→ EXCERPT TO READ
You’ve lead/devised/co-created/collaborated/supported a range of projects that engage with issues of race, gender, sexuality, body image, politics and arts – hardly lightweight topics – yet you bring an innate humour to your work, how important is that sense of the celebratory, the humorous?

It’s true the comedy side of my practice comes easily and naturally- perhaps that clowning originally came from a need to reframe the crap around me, to interrupt the oppression perhaps? It’s difficult to say- I am in general a person who believes in nurture as opposed to nature, but there are some personality traits and values that seem to be innate- comedy is one for me. I have definitely been honing in on humour as I find it the best way to thrown down the most painful/ difficult information and still have people on board. I have also explored and experimented with more didactic forms and put straight up rage on the stage. It’s all about what I’m trying to get out of the crowd- sympathy, alienation, thought, love etc? The genesis of moving from WHO’S THAT CHIK? to Australian Booty to Hot Brown Honey Burlesque is very complex and interesting. I have been trying much more spiky and darker material in the burlesque show to a much more mainstream crowd and it’s been really explosive. Sometimes I get nervous that the ideas are too intense, but the humour finds a way to keep me on point yet deliver the killer blow.

→ SUPPLIED MATERIAL
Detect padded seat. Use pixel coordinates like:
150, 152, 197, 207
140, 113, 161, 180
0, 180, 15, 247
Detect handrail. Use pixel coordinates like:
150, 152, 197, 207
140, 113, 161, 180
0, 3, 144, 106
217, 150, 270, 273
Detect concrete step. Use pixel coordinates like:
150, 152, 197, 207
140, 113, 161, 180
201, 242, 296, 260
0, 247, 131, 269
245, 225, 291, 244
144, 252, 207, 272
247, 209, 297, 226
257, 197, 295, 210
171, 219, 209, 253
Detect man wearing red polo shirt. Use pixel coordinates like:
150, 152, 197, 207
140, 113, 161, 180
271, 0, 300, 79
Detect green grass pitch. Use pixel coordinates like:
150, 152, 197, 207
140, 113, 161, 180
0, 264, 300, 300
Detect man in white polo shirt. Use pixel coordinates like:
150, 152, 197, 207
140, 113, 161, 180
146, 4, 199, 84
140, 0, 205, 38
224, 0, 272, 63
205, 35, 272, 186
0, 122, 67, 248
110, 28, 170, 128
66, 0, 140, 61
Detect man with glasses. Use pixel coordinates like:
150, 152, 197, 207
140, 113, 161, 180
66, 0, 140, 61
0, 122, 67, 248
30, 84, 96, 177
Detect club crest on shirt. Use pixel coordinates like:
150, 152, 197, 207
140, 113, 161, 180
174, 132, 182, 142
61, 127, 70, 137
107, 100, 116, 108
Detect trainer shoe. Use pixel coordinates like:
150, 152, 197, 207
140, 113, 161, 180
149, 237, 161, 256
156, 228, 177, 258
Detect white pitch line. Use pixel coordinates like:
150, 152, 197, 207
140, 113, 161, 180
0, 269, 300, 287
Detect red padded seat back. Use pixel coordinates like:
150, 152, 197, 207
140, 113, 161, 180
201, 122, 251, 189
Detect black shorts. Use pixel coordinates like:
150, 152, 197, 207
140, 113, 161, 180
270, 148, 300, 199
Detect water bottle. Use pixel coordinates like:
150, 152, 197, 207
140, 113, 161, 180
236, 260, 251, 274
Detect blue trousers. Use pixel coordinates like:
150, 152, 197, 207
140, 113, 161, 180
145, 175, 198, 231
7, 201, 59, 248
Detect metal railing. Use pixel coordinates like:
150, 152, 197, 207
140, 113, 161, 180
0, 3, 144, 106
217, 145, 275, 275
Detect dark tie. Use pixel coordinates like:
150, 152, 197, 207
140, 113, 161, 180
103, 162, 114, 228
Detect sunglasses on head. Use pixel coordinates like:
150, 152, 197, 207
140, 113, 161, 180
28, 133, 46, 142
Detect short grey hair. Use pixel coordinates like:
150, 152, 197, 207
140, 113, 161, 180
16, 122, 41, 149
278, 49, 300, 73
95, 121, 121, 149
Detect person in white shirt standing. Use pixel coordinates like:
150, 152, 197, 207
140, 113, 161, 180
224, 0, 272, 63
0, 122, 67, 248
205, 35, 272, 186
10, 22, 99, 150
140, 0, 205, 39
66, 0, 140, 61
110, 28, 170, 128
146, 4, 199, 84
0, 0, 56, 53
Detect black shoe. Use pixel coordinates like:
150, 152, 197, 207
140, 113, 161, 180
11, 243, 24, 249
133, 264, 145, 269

--

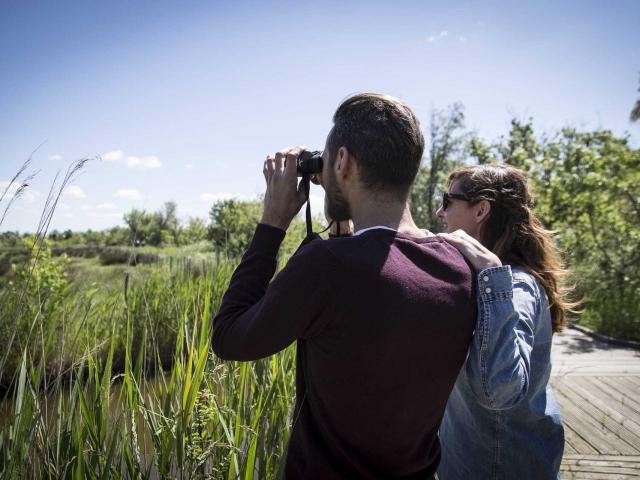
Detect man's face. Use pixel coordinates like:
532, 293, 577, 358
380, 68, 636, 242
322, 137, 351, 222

→ TASK ITEM
In the excerpt about comedy in performance, rewrite the passage that opens with "You’ve lead/devised/co-created/collaborated/supported a" and closes with "celebratory, the humorous?", switching "projects" to "productions".

→ RESULT FOR THIS EXERCISE
You’ve lead/devised/co-created/collaborated/supported a range of productions that engage with issues of race, gender, sexuality, body image, politics and arts – hardly lightweight topics – yet you bring an innate humour to your work, how important is that sense of the celebratory, the humorous?